ENTRIES PROVIDED:
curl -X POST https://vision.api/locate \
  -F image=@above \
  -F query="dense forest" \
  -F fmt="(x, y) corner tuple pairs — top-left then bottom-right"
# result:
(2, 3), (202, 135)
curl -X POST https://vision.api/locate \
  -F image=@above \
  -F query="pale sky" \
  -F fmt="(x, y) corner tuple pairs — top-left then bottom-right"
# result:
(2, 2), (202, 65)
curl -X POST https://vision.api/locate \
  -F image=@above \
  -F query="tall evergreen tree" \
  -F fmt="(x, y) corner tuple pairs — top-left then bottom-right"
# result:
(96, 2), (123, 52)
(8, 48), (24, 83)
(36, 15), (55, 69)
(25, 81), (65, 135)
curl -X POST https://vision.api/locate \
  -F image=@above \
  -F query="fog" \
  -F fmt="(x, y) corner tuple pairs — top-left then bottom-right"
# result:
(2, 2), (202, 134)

STATED GOAL:
Write out all of the data above again, switching "dense forest" to "thick woods" and leaving everything else unchanged.

ANSWER IN FULL:
curl -X POST https://vision.api/locate \
  -F image=@above \
  -F query="thick woods" \
  -F fmt="(x, y) corner tuple pairs — top-left then bottom-right"
# result:
(2, 3), (202, 135)
curl -X POST https://vision.api/locate \
  -F image=@above \
  -F query="pale sky" \
  -F fmt="(x, y) corner tuple pairs — top-left then bottom-right"
# result:
(2, 2), (202, 65)
curl -X POST https://vision.api/locate \
  -F image=@above \
  -F query="tall evergreen tree" \
  -F fmt="(x, y) corner tuple pairs — top-left then bottom-right"
# result:
(96, 2), (123, 52)
(8, 48), (24, 83)
(36, 15), (55, 69)
(25, 81), (65, 135)
curl -X POST https://vision.api/locate \
  -F image=@above \
  -F query="fog" \
  -F fmt="(x, y) corner tuple pairs — top-left then bottom-right"
# result:
(2, 2), (202, 134)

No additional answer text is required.